*** Information provided ***

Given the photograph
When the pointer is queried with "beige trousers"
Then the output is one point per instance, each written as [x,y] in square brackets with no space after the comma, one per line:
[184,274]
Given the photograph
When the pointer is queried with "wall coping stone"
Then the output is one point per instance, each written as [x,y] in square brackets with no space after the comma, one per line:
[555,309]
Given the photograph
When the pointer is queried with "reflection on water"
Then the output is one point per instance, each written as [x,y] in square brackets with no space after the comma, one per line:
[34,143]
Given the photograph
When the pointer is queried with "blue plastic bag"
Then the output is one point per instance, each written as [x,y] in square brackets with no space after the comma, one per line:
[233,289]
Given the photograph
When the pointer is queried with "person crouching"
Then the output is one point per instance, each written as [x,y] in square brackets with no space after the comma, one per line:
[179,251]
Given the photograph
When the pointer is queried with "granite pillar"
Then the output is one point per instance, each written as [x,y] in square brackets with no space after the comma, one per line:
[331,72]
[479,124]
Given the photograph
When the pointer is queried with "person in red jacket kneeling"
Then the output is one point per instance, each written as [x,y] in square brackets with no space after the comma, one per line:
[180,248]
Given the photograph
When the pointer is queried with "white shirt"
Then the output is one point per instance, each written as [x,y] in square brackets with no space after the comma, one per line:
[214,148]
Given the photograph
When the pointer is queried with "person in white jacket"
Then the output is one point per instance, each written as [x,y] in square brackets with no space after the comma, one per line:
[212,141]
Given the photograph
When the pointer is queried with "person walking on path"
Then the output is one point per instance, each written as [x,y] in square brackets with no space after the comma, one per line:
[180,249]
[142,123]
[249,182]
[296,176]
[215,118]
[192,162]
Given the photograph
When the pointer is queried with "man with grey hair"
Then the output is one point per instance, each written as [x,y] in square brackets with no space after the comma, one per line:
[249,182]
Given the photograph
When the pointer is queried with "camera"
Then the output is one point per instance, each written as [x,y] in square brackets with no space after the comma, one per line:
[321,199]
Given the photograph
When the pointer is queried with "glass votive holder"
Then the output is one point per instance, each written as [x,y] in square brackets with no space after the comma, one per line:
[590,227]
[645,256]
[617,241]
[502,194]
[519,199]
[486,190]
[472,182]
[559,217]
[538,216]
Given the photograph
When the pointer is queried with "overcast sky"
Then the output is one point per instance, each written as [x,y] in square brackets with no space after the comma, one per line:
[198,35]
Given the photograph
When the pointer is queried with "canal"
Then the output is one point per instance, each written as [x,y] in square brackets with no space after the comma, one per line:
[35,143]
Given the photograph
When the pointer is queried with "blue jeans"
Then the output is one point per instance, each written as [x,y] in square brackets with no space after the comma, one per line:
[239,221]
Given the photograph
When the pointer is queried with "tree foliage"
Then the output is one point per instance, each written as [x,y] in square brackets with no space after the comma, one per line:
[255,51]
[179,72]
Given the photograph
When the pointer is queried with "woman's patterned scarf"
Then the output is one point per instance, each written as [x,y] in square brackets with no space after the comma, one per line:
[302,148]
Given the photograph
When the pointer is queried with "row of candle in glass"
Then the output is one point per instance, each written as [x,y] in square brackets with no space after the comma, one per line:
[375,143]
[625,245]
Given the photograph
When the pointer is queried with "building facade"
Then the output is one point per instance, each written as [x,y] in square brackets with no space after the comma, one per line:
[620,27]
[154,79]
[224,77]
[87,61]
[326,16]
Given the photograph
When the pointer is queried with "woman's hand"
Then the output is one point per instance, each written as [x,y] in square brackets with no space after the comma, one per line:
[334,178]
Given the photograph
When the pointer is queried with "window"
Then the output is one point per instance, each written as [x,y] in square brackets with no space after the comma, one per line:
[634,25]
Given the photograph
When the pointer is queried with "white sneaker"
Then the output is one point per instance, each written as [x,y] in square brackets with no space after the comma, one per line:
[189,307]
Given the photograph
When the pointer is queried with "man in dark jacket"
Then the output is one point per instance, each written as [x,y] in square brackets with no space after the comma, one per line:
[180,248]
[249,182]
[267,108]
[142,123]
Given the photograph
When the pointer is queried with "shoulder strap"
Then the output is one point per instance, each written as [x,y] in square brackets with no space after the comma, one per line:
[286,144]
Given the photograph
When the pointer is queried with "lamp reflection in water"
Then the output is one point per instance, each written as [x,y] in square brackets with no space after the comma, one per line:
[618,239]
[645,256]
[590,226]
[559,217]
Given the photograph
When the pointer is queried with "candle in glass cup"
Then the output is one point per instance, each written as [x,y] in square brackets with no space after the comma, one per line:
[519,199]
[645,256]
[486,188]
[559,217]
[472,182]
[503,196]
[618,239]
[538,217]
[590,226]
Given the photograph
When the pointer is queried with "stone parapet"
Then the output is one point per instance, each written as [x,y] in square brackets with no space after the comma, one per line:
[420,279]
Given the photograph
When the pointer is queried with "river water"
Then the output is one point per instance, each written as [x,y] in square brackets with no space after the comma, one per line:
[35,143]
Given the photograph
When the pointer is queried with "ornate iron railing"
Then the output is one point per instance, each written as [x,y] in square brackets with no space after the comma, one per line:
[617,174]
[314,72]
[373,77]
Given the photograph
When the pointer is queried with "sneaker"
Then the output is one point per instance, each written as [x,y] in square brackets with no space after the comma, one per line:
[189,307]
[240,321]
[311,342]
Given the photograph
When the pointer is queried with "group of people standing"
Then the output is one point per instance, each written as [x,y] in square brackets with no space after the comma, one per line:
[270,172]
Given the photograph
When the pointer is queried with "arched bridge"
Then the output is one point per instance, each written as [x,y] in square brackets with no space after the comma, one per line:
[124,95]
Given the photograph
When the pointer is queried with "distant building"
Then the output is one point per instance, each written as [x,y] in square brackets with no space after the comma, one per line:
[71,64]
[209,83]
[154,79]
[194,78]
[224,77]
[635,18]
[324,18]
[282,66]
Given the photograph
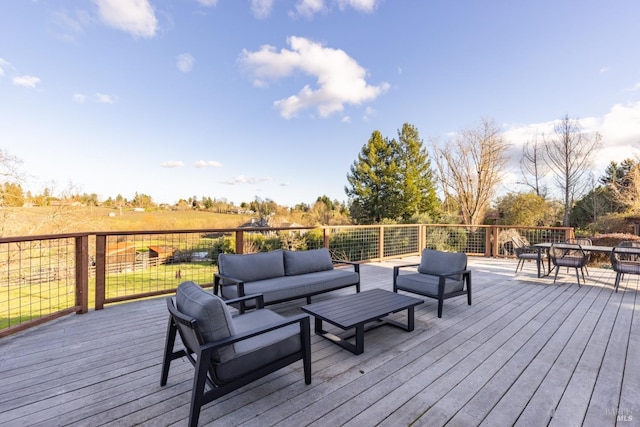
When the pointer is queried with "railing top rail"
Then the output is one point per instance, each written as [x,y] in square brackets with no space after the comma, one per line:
[14,239]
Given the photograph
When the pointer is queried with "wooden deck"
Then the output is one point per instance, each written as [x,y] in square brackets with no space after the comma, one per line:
[527,352]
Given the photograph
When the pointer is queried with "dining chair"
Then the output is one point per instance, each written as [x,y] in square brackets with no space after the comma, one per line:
[525,252]
[570,255]
[625,259]
[582,241]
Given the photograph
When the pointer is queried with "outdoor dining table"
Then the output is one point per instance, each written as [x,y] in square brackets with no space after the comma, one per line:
[547,245]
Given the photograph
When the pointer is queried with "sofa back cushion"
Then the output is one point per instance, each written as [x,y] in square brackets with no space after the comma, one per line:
[303,262]
[437,262]
[252,267]
[211,313]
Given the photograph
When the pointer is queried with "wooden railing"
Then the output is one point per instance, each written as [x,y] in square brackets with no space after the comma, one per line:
[45,277]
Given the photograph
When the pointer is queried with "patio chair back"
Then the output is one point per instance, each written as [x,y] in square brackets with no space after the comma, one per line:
[569,255]
[625,259]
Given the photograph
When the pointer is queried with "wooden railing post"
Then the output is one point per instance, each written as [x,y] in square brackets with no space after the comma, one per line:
[326,234]
[82,273]
[101,269]
[239,241]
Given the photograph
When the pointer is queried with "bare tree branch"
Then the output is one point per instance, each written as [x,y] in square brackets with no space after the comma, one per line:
[568,155]
[471,166]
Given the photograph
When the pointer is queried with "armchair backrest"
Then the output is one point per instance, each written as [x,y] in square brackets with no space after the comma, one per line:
[564,251]
[212,318]
[583,241]
[437,262]
[519,242]
[625,254]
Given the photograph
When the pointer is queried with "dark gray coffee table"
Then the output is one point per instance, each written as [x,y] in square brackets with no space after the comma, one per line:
[357,310]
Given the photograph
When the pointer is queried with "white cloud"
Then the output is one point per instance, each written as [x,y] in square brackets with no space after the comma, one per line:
[210,164]
[185,62]
[3,64]
[261,8]
[132,16]
[105,99]
[241,179]
[172,164]
[310,7]
[208,3]
[360,5]
[631,89]
[340,79]
[26,81]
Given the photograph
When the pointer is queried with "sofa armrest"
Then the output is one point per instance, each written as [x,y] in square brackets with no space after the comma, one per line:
[356,265]
[229,281]
[302,319]
[258,297]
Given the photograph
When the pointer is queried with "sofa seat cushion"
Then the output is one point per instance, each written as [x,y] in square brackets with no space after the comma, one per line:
[273,345]
[211,313]
[303,262]
[291,287]
[426,284]
[252,267]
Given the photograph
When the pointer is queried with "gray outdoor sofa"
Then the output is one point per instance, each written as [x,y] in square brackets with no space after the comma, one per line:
[283,275]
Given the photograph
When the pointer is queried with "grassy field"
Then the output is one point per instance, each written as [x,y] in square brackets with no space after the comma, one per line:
[19,303]
[69,219]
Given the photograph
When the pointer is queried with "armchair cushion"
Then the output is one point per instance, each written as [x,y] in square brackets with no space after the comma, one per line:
[262,349]
[436,262]
[427,284]
[212,315]
[264,265]
[303,262]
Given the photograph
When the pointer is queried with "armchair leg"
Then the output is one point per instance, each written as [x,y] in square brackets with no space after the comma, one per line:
[306,349]
[197,395]
[578,276]
[169,354]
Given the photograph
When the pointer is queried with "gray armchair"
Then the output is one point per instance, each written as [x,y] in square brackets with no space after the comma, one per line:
[441,275]
[525,252]
[568,255]
[625,259]
[230,352]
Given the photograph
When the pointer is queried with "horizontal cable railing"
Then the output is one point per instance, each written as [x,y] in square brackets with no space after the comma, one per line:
[44,277]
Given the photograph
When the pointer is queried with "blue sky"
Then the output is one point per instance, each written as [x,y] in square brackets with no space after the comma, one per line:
[274,99]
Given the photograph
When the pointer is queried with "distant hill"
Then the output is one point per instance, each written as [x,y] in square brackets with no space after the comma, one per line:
[70,219]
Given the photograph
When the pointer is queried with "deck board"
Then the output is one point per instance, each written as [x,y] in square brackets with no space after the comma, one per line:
[527,352]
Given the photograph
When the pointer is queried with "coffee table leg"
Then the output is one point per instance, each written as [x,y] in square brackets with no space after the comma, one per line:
[359,349]
[410,319]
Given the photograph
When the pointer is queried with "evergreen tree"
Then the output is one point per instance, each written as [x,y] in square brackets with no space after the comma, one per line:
[391,179]
[372,181]
[416,176]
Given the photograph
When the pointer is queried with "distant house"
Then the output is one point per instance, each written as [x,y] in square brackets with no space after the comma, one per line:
[120,255]
[260,223]
[160,254]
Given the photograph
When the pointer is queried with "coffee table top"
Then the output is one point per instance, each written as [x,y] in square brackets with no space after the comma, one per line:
[351,310]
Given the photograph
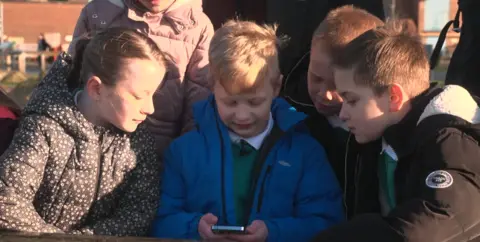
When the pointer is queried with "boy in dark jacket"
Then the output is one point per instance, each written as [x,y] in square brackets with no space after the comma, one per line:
[353,164]
[429,170]
[247,164]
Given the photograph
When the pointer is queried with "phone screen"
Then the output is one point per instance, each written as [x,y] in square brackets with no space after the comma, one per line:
[224,229]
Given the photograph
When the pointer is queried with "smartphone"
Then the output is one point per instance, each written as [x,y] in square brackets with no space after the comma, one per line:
[223,229]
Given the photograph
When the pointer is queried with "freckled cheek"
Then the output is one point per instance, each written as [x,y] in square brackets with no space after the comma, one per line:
[226,114]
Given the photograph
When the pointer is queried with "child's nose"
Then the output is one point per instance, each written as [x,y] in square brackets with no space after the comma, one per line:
[343,115]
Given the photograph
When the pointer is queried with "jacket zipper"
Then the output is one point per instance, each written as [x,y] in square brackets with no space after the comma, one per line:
[358,168]
[98,181]
[262,188]
[286,95]
[99,175]
[345,185]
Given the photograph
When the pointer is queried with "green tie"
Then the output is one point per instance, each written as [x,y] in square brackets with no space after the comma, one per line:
[386,174]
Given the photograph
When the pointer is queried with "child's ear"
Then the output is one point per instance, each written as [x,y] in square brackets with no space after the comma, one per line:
[397,97]
[93,87]
[277,86]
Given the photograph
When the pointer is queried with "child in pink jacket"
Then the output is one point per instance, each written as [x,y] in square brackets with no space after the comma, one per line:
[182,30]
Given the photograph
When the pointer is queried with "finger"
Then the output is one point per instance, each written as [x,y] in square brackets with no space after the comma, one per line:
[253,227]
[211,219]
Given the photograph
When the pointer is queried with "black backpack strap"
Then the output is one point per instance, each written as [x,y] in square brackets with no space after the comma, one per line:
[441,39]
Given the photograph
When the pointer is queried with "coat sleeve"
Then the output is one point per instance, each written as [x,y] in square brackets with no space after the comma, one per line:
[197,85]
[318,202]
[136,209]
[81,28]
[429,214]
[22,168]
[172,220]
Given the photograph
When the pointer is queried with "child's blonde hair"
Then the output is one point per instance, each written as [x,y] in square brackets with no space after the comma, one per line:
[243,55]
[342,25]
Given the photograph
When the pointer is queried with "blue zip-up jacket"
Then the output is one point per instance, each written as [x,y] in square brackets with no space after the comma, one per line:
[300,195]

*** End of Information provided ***

▶ Prompt: Run a filter over the data above and keep each line that contains the word "dining".

▶ Task answer:
When the pointer is queried with "dining chair"
When the pointer is queried with "outdoor dining table"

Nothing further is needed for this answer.